Direction A =>
According to the passage on libertarianism, in what city and year was Ron/Rand Paul libertarianism born?
Direction B =>
Set down, word for word, everything in the passage on libertarianism from "For Reason’s libertarians" down to "pages of Reason.".
··· Passage given ···
To be fair, it should be noted that many of the commenters accuse Ames of cherry picking and misrepresenting Reason. However …

There are different threads of libertarianism, of course. The Koch boys are mostly updated McKinley-era Gilded Agers. I’ve said before that Ron/Rand Paul libertarianism, or what might be thought of as the populist wing of the movement, was born in Little Rock, Arkansas in 1957. President Eisenhower’s sending of troops to enforce a school desegregation order pulled all kinds of triggers in people who were not just racists and segregationists. These were people who had grown up listening to Grandpappy expound Gone-with-the-Wind revisionist history of Reconstruction, when Ulysses S. Grant sent troops (including colored regisments!) into the South to force white people to eat radishes (out of the gardens they still owned) or starve. The hardened attitude that “government oppression” is something only the federal government can do, while rooted in old “states’ rights” theory, lives and breathes today mostly because of the post-Brown v. Board of Ed period. This I have seen myself.

And then there’s this (emphasis added):

For Reason’s libertarians and pro-apartheid whites, this was the great tragedy that loomed: the loss of their free-market paradise, their “liberty,” to black majority rule. Majority rule and socialism were one and the same; for Reason, apartheid was the only thing safeguarding “liberty.” The logic was insane; but it was accepted as a matter of faith in the pages of Reason.
··· Given material ···
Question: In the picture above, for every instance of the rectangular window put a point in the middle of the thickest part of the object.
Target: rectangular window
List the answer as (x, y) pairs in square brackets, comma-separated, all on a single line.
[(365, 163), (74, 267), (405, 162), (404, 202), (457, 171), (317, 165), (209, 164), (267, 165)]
···
Correct answer A =>
Little Rock, Arkansas, in 1957.

Correct answer B =>
For Reason’s libertarians and pro-apartheid whites, this was the great tragedy that loomed: the loss of their free-market paradise, their “liberty,” to black majority rule. Majority rule and socialism were one and the same; for Reason, apartheid was the only thing safeguarding “liberty.” The logic was insane; but it was accepted as a matter of faith in the pages of Reason.